● ИСХОДНЫЙ ТЕКСТ
------------------------------

7 Не вполне убедительным кажется мне и вывод о заимствованиях в описании внешнего облика идола Перуна (ПВЛ под 980 г.): сам деревянный, голова серебряная, усы золотые. В обоих текстах, приводимых Андрейчевой в параллель (Книге Иеремии и «Александрии», параллель с которой исследовательница считает более значимой10) с летописным описанием совпадает сам факт того, что у языческого бога/его истукана что-то сделано из драгоценных металлов (в одном случае — не указано, что именно, в другом — золотые волосы, грудь, борода и рога)11. М. Ю. Андрейчева прибегает здесь к достаточно сложному рассуждению (отчасти основанному на мысли Л. С. Клейна): литературная параллель использована, но борода заменена на усы, чтобы приблизить идола Перуна к образу древнерусского князя, что является отражением представлений летописца о кульминационном моменте развития язычества — обожествлении правителя, проведении прямой аналогии между Владимиром и Перуном — представлении, в свою очередь, заимствованном из рассуждений Амартола12. Думаю, что это, в общем, правдоподобное построение, всё-таки основано на непрочном фундаменте — неочевидном сходстве между описаниями идолов в «Александрии» и ПВЛ (то есьт сходство есть, но оно, скажем так, проявляется в деталях, в принципе естественных для идола, но при этом не вполне совпадающих в двух случаях).
10. Дело в том, что Александр в древнерусской «Александрии» назван как сыном «Пороуна», так и сыном Аммона-Зевса, что предполагает их возможное тождество — об описании последнего и идет речь (Там же. С. 44).

11. Там же. С. 41—48.

12. Там же. С. 48—50, 154.
8 Наоборот, убедителен и ярок раздел монографии, посвященный литературным источникам рассказа ПВЛ о расправе над идолом Перуна. М. Ю. Андрейчева обнаружила яркие и, по-моему, бесспорные параллели к этому рассказу, а также к окружающему летописному тексту о крещении Руси, в житии Стефана Сурожского (прежде обращалось внимание лишь на параллели на уровне содержания, касающиеся двух чудес Стефана — о Бравлине и об Анне). Исследовательница убедительно показывает, что житие Стефана Сурожского послужило непосредственным источником летописного рассказа, демонстрирует логику древнерусского книжника, осмысленно воспользовавшегося целым рядом пассажей из жития13.

------------------------------

● ВЫДЕРЖКИ ИЗ ЗАПИСЕЙ
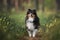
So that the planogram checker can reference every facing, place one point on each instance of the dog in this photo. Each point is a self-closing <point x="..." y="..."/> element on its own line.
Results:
<point x="32" y="22"/>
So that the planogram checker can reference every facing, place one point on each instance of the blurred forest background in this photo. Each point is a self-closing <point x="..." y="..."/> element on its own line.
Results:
<point x="12" y="17"/>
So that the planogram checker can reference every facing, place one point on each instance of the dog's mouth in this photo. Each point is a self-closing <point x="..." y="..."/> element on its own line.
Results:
<point x="31" y="15"/>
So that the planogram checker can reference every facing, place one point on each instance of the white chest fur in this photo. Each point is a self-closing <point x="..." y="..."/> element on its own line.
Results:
<point x="30" y="24"/>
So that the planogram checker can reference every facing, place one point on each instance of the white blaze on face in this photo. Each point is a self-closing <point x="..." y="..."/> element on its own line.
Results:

------------------------------

● СПИСОК ЗАДАНИЙ
a) Кратко перескажите абзац исходного текста, который начинается словами «Наоборот, убедителен и ярок раздел монографии». Главные факты сохраните.
b) Приведите участок записей от строки, содержащей «of the blurred», до конца записей включительно, заменив в нем «planogram checker» на «layout validator». Все остальное должно остаться без изменений.

● ОТВЕТЫ НИЖЕ
a) Убедителен раздел монографии о литературных источниках рассказа ПВЛ о расправе над идолом Перуна. М. Ю. Андрейчева нашла в житии Стефана Сурожского яркие и, по мнению автора текста, бесспорные параллели к этому рассказу и к соседнему летописному тексту о крещении Руси. Прежде замечали лишь параллели по содержанию, связанные с двумя чудесами Стефана: о Бравлине и об Анне. Исследовательница показывает, что житие было непосредственным источником летописного рассказа. Она также раскрывает логику древнерусского книжника, который осмысленно использовал ряд пассажей жития.

b)
So that the layout validator can reference every facing, place one point on each instance of the blurred forest background in this photo. Each point is a self-closing <point x="..." y="..."/> element on its own line.
Results:
<point x="12" y="17"/>
So that the layout validator can reference every facing, place one point on each instance of the dog's mouth in this photo. Each point is a self-closing <point x="..." y="..."/> element on its own line.
Results:
<point x="31" y="15"/>
So that the layout validator can reference every facing, place one point on each instance of the white chest fur in this photo. Each point is a self-closing <point x="..." y="..."/> element on its own line.
Results:
<point x="30" y="24"/>
So that the layout validator can reference every facing, place one point on each instance of the white blaze on face in this photo. Each point is a self-closing <point x="..." y="..."/> element on its own line.
Results:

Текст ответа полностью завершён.